-------- SOURCE INFORMATION --------
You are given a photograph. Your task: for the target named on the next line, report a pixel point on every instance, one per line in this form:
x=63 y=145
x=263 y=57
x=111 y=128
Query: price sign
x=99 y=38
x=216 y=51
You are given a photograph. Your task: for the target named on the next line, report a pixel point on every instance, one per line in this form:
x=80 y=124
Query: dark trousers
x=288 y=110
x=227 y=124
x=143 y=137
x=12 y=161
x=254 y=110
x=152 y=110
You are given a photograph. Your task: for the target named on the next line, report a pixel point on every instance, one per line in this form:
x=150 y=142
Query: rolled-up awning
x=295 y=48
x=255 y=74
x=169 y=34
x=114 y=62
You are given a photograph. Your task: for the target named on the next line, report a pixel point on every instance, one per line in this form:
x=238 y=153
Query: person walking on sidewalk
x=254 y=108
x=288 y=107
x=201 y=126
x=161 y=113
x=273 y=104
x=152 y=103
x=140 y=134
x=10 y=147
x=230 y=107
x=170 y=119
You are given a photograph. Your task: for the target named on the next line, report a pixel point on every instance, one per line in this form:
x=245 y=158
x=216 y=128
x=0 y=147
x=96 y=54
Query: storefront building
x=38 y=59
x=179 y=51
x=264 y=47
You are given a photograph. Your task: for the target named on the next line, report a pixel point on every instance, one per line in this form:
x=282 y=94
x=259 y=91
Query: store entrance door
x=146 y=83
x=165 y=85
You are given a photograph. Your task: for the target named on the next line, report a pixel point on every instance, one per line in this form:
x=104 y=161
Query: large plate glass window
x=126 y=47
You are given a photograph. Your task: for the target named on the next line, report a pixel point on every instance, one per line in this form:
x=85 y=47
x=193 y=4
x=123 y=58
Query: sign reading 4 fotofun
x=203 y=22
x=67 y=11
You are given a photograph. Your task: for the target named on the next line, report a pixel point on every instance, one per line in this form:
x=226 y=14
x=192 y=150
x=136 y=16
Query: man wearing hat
--------
Nothing should be left out when the listing is retyped exactly.

● **ANSWER SPACE**
You are given a photograph. Your task: for the target named on the next line, report a pixel point on every instance, one per line in this form:
x=63 y=145
x=263 y=57
x=111 y=128
Query: price sign
x=99 y=38
x=216 y=51
You are given a photograph. Your task: for the target named on the next line, report a pixel point on every instance, one per line in this form:
x=80 y=124
Query: dark trousers
x=288 y=110
x=227 y=124
x=143 y=137
x=12 y=161
x=254 y=110
x=152 y=110
You are given a photograph. Your task: for the target named on the next line, report a pixel point on every instance, one per line in this form:
x=150 y=142
Query: rolled-up awning
x=295 y=48
x=255 y=74
x=169 y=34
x=114 y=62
You are given a photograph. Your task: for the target named on the next line, report a pixel point on every instance, one per line in this form:
x=238 y=153
Query: person walking on sidewalk
x=254 y=108
x=288 y=107
x=201 y=126
x=161 y=113
x=273 y=104
x=152 y=103
x=140 y=134
x=10 y=147
x=230 y=107
x=170 y=119
You are given a photograph. Your task: for the target named on the next line, report a pixel point on every instance, one per line in this form:
x=245 y=158
x=216 y=128
x=0 y=147
x=96 y=54
Query: storefront building
x=38 y=59
x=179 y=51
x=264 y=47
You are given a photograph. Your task: for the target named on the next line, report a pixel point on every instance, one per line in this form:
x=282 y=94
x=259 y=91
Query: store entrance door
x=146 y=83
x=165 y=85
You are given a photograph. Your task: for the target named on the next line, report a pixel point on every instance, one per line in this form:
x=104 y=161
Query: large plate glass window
x=126 y=47
You are given a photograph. Your task: for the target named on the next line, report a pixel point on every instance, one per line in this form:
x=85 y=47
x=193 y=4
x=123 y=58
Query: sign reading 4 fotofun
x=203 y=22
x=67 y=11
You are given a photograph. Your task: for the target named on the next line, report a pixel point on every instance, one per line in this form:
x=226 y=14
x=192 y=150
x=136 y=16
Query: man wearing hat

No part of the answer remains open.